◆ **TAREA ASIGNADA A**:
Responde estas preguntas sobre la crónica del San Raffaele:
(i) ¿Qué número tiene la misión médica que emprendió el Barco Hospital?
(ii) ¿Cuántos días acompañó El País la labor del barco?
(iii) ¿Cuántas veces al día, y durante cuántos días seguidos, se bebía la preparación de matarratón?
◆ **TAREA ASIGNADA B**: Prolonga la crónica del San Raffaele a partir de su última oración.

◆ **EXTRACTO DEL DOCUMENTO**:
=-=-=

Un viaje a bordo del San Raffaele, el barco que lleva salud al Pacífico

Ni ser objeto de asalto en Buenaventura detuvo al reconocido Barco Hospital de emprender su misión médica número 74, esta vez en Guapi, Cauca. El País acompañó su labor durante cuatro días.

30 de agosto de 2020 Por:  Jaír F. Coll Rubiano | Periodista de El País

Cuando el coronavirus llegó supuestamente a Limones -algunos dicen en marzo, otros en abril, unos pocos en mayo-, casi todos los cultivos de matarratón fueron arrasados.

Las hojas se trituraban para convertirlas en un mezcal que luego de echarlo en un vaso de agua con limón se tomaba hasta tres veces al día por tres días consecutivos; el potente ‘antibiótico’ -el único que los pobladores tenían al alcance, pese a la desaprobación del Ministerio de Salud- fue tan efectivo en la comunidad que no tardaba más de media semana en disipar la fiebre, el malestar general o la pérdida del olfato y gusto, síntomas de aquello que ellos llamaban el “covid chiquito”.

=-=-=

◆ **DATOS DEL EJERCICIO**:
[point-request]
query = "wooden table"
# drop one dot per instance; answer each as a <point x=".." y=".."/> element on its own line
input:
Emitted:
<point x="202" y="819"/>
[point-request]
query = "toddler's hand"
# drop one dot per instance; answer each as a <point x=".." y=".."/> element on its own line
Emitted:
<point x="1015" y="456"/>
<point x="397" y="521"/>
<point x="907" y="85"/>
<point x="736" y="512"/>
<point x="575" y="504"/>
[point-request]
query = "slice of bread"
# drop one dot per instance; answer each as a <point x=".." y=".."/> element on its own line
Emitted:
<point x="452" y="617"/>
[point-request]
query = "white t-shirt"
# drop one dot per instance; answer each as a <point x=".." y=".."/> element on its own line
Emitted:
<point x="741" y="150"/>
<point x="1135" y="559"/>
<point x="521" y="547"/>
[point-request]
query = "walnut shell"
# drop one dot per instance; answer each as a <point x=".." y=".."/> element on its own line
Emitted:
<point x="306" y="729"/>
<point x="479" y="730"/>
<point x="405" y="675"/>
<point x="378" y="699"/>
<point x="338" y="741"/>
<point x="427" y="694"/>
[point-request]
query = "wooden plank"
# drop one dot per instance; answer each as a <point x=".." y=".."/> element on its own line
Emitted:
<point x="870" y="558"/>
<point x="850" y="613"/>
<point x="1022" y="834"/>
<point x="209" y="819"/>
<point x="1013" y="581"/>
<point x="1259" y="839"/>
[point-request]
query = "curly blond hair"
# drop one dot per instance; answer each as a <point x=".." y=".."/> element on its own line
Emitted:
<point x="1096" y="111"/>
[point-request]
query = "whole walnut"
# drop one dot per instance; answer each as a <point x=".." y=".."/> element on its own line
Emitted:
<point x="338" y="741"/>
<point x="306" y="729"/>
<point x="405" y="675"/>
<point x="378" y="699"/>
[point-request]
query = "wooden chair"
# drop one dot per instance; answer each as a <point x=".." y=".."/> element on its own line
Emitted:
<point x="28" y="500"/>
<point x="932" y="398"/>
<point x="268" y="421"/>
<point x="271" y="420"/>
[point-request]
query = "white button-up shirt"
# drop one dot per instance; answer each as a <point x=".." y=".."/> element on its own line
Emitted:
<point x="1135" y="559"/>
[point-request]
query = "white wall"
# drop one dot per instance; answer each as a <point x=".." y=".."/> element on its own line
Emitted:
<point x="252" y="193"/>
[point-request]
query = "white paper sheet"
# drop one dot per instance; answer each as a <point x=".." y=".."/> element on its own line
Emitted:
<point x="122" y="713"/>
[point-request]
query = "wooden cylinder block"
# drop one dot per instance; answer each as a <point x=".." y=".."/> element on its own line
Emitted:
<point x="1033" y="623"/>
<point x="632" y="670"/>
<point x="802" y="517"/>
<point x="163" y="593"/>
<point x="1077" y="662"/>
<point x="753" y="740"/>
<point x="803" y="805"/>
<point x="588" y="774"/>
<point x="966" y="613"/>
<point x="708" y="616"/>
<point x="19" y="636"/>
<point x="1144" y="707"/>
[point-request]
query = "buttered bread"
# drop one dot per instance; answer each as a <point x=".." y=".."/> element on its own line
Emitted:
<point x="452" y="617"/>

=-=-=

◆ **RESPUESTA OBTENIDA A**:
(i) La misión número 74.
(ii) Cuatro días.
(iii) Hasta tres veces al día, durante tres días consecutivos.

◆ **RESPUESTA OBTENIDA B**:
Transcurrido un tiempo en el que ya no se volvieron a presentar casos sospechosos, en este corregimiento ubicado a 30 minutos en lancha desde Guapi, Cauca (ver mapa), ya no era “imperativo” usar tapabocas, el cual fatigaba hasta los pulmones más fuertes, dada la pesada humedad.
Solo hasta el viernes 21 de agosto se volvió a ver en Limones a personas que tenían cubierta la parte inferior de la cara. Se trataba de la misión médica del Barco Hospital San Raffaele que, tras anclar a pocos metros de la orilla, descendió con algunos de sus miembros a tierra. Se dirigieron al puesto de salud de Limones. El recibimiento fue caluroso por parte de quienes trabajaban en el puesto de salud... bueno, de quien trabajaba, pues entonces solo se contaba con una enfermera auxiliar.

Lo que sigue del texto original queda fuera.